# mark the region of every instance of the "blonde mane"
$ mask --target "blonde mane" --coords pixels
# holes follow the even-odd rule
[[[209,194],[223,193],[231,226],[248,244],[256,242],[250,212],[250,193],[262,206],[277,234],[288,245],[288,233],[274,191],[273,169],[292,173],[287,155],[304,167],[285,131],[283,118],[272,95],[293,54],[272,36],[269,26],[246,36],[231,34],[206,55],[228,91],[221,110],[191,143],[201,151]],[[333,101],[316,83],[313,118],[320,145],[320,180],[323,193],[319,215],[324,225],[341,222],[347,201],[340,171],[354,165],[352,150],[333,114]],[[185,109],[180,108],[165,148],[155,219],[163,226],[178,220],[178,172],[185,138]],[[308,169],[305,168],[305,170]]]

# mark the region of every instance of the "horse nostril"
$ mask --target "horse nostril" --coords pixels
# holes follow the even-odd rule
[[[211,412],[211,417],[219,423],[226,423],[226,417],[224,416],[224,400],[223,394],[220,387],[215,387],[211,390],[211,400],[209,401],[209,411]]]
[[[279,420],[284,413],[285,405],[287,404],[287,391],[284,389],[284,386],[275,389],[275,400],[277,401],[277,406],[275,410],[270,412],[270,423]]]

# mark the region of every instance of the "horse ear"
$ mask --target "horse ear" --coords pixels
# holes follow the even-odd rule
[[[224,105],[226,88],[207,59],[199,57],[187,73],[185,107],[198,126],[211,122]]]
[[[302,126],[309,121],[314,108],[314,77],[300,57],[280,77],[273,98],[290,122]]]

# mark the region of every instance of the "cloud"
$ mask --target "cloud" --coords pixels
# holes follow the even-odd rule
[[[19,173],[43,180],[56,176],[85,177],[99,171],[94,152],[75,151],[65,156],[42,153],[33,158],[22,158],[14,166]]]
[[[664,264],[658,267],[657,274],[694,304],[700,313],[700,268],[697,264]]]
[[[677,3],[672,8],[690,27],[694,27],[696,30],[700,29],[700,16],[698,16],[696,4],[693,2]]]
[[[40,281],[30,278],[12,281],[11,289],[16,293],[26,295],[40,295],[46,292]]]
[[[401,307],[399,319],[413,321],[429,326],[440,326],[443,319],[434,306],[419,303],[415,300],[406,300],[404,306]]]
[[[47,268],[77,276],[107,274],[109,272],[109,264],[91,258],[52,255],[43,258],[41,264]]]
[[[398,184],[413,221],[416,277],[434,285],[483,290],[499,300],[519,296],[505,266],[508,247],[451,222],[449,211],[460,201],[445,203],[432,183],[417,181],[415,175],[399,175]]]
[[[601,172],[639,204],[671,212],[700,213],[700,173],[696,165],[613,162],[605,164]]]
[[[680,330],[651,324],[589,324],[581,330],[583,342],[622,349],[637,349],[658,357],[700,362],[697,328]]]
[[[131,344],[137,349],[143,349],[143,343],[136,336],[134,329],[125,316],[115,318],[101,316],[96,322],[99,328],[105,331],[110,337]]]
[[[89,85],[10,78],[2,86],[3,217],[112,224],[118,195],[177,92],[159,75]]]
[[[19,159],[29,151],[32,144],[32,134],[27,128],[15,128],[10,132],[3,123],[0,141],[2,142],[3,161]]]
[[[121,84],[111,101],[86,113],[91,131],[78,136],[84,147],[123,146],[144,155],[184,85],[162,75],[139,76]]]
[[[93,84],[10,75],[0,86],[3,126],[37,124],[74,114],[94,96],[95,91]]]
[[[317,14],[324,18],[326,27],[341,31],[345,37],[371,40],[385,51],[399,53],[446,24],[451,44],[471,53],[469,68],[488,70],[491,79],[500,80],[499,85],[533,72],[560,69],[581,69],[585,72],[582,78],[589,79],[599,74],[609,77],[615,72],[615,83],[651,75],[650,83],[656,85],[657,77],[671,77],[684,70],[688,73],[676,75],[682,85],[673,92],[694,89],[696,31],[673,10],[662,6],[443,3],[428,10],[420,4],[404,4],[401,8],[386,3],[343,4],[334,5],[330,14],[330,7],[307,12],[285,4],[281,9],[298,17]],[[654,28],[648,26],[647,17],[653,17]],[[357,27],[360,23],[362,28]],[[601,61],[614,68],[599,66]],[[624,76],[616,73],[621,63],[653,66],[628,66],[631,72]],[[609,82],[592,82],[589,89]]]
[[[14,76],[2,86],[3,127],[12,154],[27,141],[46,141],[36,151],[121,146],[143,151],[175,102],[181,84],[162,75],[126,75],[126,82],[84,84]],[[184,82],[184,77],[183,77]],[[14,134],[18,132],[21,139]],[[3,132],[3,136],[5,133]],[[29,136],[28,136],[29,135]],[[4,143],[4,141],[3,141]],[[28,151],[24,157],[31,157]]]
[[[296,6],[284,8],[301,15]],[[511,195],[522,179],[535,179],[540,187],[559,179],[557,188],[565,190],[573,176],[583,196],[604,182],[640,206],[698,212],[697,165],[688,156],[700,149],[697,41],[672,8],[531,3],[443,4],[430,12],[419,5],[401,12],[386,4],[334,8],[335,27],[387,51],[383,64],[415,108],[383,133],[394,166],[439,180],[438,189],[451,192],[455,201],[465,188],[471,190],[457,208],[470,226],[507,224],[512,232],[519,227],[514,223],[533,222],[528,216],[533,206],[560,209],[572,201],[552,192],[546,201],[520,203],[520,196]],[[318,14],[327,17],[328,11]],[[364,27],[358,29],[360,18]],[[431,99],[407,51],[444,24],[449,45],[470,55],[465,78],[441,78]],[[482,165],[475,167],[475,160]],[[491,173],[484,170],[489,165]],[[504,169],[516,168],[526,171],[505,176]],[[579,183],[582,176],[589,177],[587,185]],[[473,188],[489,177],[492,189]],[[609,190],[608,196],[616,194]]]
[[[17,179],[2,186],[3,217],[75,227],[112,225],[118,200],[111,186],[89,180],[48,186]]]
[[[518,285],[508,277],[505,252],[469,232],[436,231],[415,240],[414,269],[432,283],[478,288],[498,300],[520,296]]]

*-*-*

● **Task requirements**
Every line of the material above that contains "mask" should be counted; give the total only.

● **Task output**
4